__Aim__.
Print the following entries again, reproducing every line without any change.

[Stored entries]
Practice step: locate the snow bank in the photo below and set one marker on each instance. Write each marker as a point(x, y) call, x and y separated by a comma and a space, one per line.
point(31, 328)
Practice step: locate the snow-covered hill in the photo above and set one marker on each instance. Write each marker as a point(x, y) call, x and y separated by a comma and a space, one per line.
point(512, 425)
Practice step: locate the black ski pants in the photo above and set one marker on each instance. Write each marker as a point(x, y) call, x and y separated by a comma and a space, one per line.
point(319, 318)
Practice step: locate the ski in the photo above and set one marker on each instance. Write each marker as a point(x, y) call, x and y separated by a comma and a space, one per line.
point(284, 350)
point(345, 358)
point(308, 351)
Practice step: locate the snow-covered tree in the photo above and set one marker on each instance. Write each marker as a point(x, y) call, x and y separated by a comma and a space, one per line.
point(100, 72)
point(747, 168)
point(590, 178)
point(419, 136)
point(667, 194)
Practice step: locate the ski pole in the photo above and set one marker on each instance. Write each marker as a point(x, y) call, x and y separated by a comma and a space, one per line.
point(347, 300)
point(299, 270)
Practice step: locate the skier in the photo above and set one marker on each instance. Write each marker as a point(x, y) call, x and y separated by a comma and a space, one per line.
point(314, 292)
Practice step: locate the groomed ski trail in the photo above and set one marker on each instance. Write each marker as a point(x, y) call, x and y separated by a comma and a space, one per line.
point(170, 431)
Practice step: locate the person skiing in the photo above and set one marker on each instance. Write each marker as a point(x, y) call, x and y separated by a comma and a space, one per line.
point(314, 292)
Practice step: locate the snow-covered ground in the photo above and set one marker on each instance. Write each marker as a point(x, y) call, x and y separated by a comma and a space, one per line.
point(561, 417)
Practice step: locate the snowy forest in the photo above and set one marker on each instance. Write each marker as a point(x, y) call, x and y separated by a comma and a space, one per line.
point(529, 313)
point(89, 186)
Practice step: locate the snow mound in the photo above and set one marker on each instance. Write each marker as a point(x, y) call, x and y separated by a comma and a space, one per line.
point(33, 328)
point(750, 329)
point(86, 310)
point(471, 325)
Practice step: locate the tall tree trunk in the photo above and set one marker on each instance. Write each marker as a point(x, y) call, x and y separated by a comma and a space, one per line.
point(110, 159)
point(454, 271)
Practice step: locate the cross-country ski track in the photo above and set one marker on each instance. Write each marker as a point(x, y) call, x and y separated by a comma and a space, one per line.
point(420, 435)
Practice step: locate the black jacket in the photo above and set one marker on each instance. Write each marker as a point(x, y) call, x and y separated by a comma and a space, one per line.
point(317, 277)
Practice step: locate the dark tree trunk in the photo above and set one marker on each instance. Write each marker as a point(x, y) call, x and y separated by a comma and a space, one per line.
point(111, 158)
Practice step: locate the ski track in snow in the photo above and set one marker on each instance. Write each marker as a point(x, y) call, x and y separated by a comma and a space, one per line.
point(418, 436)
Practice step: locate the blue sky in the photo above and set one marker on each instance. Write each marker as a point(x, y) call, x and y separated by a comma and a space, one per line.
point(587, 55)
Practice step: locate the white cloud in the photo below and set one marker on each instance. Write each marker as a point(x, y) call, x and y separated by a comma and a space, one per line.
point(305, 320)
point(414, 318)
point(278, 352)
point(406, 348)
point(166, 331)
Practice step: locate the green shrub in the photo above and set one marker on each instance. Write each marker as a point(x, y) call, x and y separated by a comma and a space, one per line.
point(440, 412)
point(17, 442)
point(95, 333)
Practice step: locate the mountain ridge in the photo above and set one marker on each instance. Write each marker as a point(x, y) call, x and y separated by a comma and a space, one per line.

__Response for this exercise__.
Practice step: locate the snow bank in the photo below and set one marker on each instance. Write each marker as a point(x, y) call, x and y separated by a comma and a space, one per line.
point(31, 328)
Practice step: locate the snow-covered hill in the photo above and set one marker on each instance. Write each marker as a point(x, y) call, x and y separated by a comma and a space, one per line.
point(512, 425)
Practice step: locate the black ski pants in the photo above and set one marker on each instance. Write each marker as a point(x, y) call, x and y separated by a comma and a space, one per line.
point(319, 318)
Practice step: locate the ski in the photo above and set one marker on each instance. Write each marker as a point(x, y) call, x and y separated by a comma and a space, one per line.
point(284, 350)
point(345, 358)
point(308, 351)
Practice step: locate the snow-covered tree in the photo above and set one marker on each instance. Write each marker as a point(x, y) call, x and y separated by a comma and a space, one per line.
point(100, 72)
point(747, 168)
point(590, 178)
point(419, 136)
point(667, 194)
Practice step: locate the ski pole in the photo above and set one marker on each instance. Write each marker as a point(x, y) call, x and y separated by a comma and a space, one per line.
point(347, 300)
point(299, 270)
Practice step: locate the skier in the photo above and set one marker on each instance. Write each marker as a point(x, y) call, x and y separated by a comma and a space, one per line.
point(314, 292)
Practice step: locate the groomed ski trail in the photo above and set one marker on each instance. Write each marker as a point(x, y) call, x and y separated by a comma and a space, one per line.
point(170, 431)
Practice step: locate the person skiing in the photo above and set one marker on each instance. Write each marker as a point(x, y) call, x and y separated by a comma and a space, one per line.
point(314, 292)
Practice step: locate the snow-covered ground in the photo above and set one marker on each instance. Write each marker as a point(x, y) call, x and y separated by a comma and a space, one per line.
point(561, 417)
Practice step: locate the snowy forest in the photo above and set one marker on each instance. Write each marker as a point(x, y) call, x and y separated by a comma and a space, one per line.
point(529, 313)
point(89, 186)
Practice step: locate the snow mound in the photo above and set one marker on each instance. Write each marker as a point(x, y) call, x and y separated by a comma and a space, one per line.
point(33, 328)
point(750, 329)
point(86, 310)
point(471, 325)
Practice step: locate the tall tree trunk in the photo above and set one marker on each instance. Write each marker as a point(x, y) call, x and y separated by a comma and a space, one per line.
point(110, 159)
point(454, 271)
Practice step: locate the cross-country ski track in the photo above and set one marker on each instance. Write each marker as a point(x, y) call, x and y separated by a comma and a space, one per line.
point(420, 435)
Practice step: locate the black jacket in the photo above and set one marker on each instance. Write each marker as a point(x, y) call, x and y separated by a comma and a space, one per line.
point(317, 277)
Practice step: locate the dark tree trunk in the photo above and set one marker on each instance. Write each marker as a point(x, y) call, x and y separated by a comma and a space, one per line.
point(111, 158)
Practice step: locate the ski track in snow in the photo above and set one marker on each instance. Write each marker as a point(x, y) call, x and y separated by a comma and a space, one per line.
point(418, 436)
Practice step: locate the blue sky in the photo above and set one marker on each instance. Write each marker as a point(x, y) call, x and y separated by a comma and a space, one per line.
point(587, 55)
Practice step: locate the white cloud in the photo below and set one marker on each instance. Write each marker as a point(x, y) call, x and y separated by a comma and a space, one per line.
point(305, 320)
point(414, 318)
point(278, 352)
point(406, 348)
point(166, 331)
Practice step: locate the green shrub in the photo above and set one marker on each instance. Write each marker as a point(x, y) call, x and y separated by a comma and a space, one per line.
point(440, 412)
point(17, 442)
point(95, 333)
Practice step: locate the mountain ridge in the photo above and set one marker on each instance. Write each marker as a point(x, y) call, x and y separated by a comma and a space, one per line.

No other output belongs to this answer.